### Direction
Locate each line of the listing below that contains the word "When" with identical capitalization, and copy every such line in full.

Material supplied start

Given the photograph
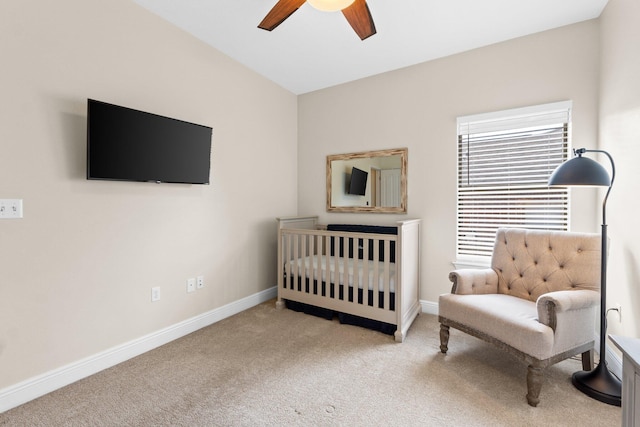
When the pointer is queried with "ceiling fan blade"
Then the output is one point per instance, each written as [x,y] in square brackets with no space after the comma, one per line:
[359,17]
[281,11]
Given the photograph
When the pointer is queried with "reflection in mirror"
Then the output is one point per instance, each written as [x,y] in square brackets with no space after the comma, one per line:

Material supplied end

### Solution for this task
When the pointer is queried with "ceiling fan blade"
When the pointer is queried with "reflection in mirror"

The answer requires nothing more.